--- Exercise task A ---
Gather every line of the listing below that contains the string "parts".

--- Text to read ---

--- begin ---

AT&T To Purchase Time Warner, Raising Flags with Regulators

AT&T To Purchase Time Warner, Raising Flags with Regulators

In a historically large media merge, AT&T and Time Warner have come to an agreement in a proposal that has been discussed since as early as August 2016. The wireless provider intends to purchase Time Warner’s media holdings for a whopping total of $85.4 billion in cash and stocks, assuming the merger passes the inspection of antitrust regulators.

It is important to note that Time Warner and Time Warner Cable are two different entities, Time Warner Cable provides video, high-speed data, and phone services; while Time Warner, develops, creates, packages, and delivers content.

This potentially revolutionary arrangement could very easily influence the entirety of both industries to follow suit, causing a change in how content is created and delivered to consumers. Previously, a content creator would license their creation to distributors, which allowed programs that were in high demand to carry heftier fees for the distributors. However, this agreement creates a multi-platform delivery system for AT&T to capitalize upon as they share content that they now also own. This has created some concerns from a bipartisan selection of United States government officials.

In a rare, if not unprecedented display of agreement, president-elect Donald Trump, Democratic Senator Al Franken, Democratic Virginian Governor Tim Kaine, and Independent Vermont Senator Bernie Sanders have all spoken out against the deal, citing concerns of power consolidation in the media and of a lack of options driving up costs for consumers. Sanders called upon the current administration to forbid the deal, while Trump has previously promised to break up the union, as well as the current Comcast/NBC deal.

The concerns seem to have some validity, especially when you consider that this deal gives AT&T ownership of the Harry Potter film series, CNN, NBA on TNT, MLB on TBS, HBO and all of its content--including Game of Thrones and Sesame Street, as well as all films produced by DC Entertainment. This ownership of content eliminates the worry of a program-carrying fee causing an increased price in service contracts, and could perhaps see an end to data limits for customers of AT&T smartphone and Internet. However, there is little to stop AT&T from creating or increasing premium prices for their new possessions as a way to absorb greater profits. After all, if their service is the only place to find highly demanded media, AT&T could presumably charge whatever they wanted without needing to worry too much about losing customers.

This is why entities like the Federal Communications Commission will spend the better part of a year analyzing the deal before giving their approval. As said by the CEO of the American Cable Association, Matthew Polka, “As the FCC has found in past mergers, combining valuable content with pay-TV distribution causes harm to consumers and competition in the pay-TV market.”

--- end ---

--- Extracted data ---
--- begin ---

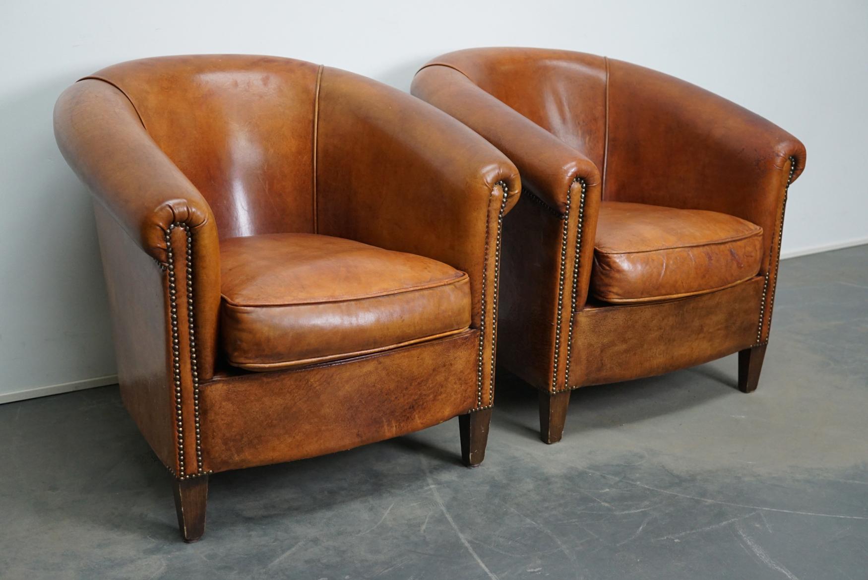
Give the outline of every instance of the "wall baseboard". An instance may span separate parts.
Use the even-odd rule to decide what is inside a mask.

--- end ---
--- begin ---

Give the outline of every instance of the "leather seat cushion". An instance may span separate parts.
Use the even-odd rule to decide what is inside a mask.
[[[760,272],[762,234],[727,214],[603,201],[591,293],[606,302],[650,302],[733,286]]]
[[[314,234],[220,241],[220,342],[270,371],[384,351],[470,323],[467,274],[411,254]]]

--- end ---
--- begin ---

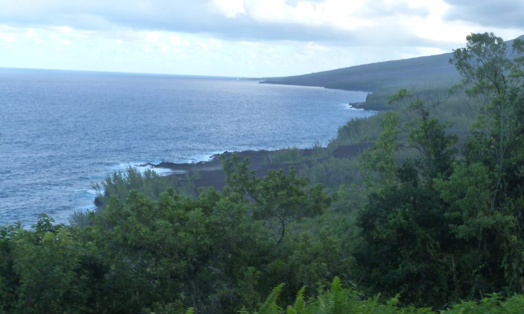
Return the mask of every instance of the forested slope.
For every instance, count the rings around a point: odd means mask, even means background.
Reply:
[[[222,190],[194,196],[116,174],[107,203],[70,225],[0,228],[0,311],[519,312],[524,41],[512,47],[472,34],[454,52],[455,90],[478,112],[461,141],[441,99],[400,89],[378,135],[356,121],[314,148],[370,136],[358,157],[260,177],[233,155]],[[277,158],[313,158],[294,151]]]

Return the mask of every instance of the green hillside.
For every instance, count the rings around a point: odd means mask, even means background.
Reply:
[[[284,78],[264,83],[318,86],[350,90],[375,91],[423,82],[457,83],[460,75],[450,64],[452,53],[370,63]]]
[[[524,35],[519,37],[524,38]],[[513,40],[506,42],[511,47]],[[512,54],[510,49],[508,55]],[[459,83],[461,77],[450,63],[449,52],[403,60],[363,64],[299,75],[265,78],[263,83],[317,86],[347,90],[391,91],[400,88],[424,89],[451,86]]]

--- end ---

--- Exercise task B ---
Decide whether each statement agrees with the article above on AT&T buying Time Warner, and answer yes or no with the words from the article that settle it, quoted exactly: (i) The purchase totals $85.4 billion in cash and stocks. (ii) Time Warner and Time Warner Cable are the same company. (iii) Bernie Sanders asked the current administration to block the deal.

--- Correct response A ---
Give the outline of every instance of the "wall baseboard". An instance may span separate parts.
Give the outline of every instance of the "leather seat cushion". An instance may span separate parts.

--- Correct response B ---
(i) Yes: "a whopping total of $85.4 billion in cash and stocks"
(ii) No: "Time Warner and Time Warner Cable are two different entities"
(iii) Yes: "Sanders called upon the current administration to forbid the deal"